Task goal:
Only the line with "Question. Place a dot on every instance of the rocky hillside" and the lines after it, to the end of the data, should appear in the answer, each reproduced exactly.

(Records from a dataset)
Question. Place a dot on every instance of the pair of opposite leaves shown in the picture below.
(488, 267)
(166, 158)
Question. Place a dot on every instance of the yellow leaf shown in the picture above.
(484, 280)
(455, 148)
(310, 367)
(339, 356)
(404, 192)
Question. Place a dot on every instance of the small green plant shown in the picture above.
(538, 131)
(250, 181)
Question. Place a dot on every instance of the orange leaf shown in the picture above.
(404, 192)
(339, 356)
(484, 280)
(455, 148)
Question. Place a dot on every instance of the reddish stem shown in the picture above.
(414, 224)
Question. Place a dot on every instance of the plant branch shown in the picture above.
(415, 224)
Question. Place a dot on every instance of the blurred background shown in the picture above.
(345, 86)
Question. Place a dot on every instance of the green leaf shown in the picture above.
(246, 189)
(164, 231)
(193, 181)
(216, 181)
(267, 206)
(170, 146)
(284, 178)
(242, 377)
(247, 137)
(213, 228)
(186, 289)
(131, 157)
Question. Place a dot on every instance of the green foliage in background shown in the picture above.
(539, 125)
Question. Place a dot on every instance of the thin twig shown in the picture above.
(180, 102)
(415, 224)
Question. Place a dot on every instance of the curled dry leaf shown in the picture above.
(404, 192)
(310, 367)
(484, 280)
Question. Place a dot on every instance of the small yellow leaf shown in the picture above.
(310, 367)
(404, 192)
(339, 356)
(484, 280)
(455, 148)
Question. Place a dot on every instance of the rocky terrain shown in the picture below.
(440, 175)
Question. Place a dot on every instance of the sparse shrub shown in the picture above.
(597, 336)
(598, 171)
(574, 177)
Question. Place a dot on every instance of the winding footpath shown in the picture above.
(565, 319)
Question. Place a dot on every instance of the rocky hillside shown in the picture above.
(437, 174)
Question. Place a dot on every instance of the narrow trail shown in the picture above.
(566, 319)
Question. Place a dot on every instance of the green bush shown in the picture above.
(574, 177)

Exercise output:
Question. Place a dot on every instance of the rocky hillside shown in the picture above.
(437, 174)
Question. Place a dot on every instance of the narrow trail shown in the picture above.
(566, 319)
Question. Place a dot on every instance of the green bush shown in the picture above.
(574, 177)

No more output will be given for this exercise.